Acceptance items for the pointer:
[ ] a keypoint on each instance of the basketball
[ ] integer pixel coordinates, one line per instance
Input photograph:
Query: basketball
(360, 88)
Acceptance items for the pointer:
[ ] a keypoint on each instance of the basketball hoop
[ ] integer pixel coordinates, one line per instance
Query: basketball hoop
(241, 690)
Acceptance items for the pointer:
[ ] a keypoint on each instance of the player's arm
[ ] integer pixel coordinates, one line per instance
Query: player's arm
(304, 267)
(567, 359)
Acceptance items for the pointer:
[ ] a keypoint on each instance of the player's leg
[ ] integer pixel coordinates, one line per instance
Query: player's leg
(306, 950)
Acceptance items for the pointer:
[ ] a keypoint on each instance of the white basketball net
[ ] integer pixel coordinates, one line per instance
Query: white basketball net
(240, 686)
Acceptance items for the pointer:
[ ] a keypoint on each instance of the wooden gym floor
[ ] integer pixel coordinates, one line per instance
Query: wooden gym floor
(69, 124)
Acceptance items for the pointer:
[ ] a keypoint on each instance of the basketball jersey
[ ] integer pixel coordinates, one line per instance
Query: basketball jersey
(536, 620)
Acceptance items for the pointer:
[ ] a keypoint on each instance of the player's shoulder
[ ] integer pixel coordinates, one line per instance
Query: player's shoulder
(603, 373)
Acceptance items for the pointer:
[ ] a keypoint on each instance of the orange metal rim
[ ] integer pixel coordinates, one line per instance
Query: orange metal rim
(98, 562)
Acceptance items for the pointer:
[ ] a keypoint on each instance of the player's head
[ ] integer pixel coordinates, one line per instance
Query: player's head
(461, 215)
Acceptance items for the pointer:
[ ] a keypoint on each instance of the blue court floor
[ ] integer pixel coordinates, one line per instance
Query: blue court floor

ASSIGNMENT - Every entry needs to be copied again exactly.

RESULT BELOW -
Acceptance items for the pointer:
[ ] a keypoint on each instance of the basketball
[ ] integer pixel coordinates, one line per instance
Input photograph:
Query: basketball
(360, 88)
Acceptance items for the pointer:
[ ] a keypoint on each instance of the basketball hoop
[ ] integer pixel coordinates, one line per instance
Query: basketball hoop
(241, 690)
Acceptance items for the pointer:
[ ] a keypoint on each instance of the player's arm
[ ] integer pixel coordinates, one line per instance
Query: player's arm
(304, 267)
(567, 359)
Acceptance items for the pointer:
[ ] a keypoint on each instance of the player's leg
[ ] integer pixel coordinates, one line per instance
Query: player's leg
(306, 950)
Acceptance items for the pointer:
[ ] a keypoint on each instance of the white basketball net
[ ] integer pixel coordinates, one line per instance
Query: white basketball net
(240, 686)
Acceptance items for the pointer:
[ ] a keypoint on each instance of the wooden gym floor
[ ] integer pixel coordinates, one line per instance
Query: wooden gym floor
(69, 124)
Acceptance items for the pointer:
[ ] a keypoint on each instance of the basketball jersey
[ ] integer pixel coordinates, one line per instance
Query: basketball jersey
(536, 620)
Acceptance items for the pointer:
[ ] a keypoint on each instance of the player's shoulder
[ ] integer pixel coordinates, one line per instance
Query: player's shoulder
(603, 373)
Acceptance items for the pointer:
[ ] a keypoint on each instance of the orange metal rim
[ ] integer pixel coordinates, one line per instance
Query: orange metal rim
(98, 562)
Acceptance items for the pointer:
[ ] a keypoint on each instance of the player's head
[ ] integer pixel coordinates, one line per instance
Query: player's head
(461, 215)
Acceptance items for the pointer:
[ ] a keypoint on each instance of the blue court floor
[ ] integer pixel coordinates, one line per instance
Query: blue court floor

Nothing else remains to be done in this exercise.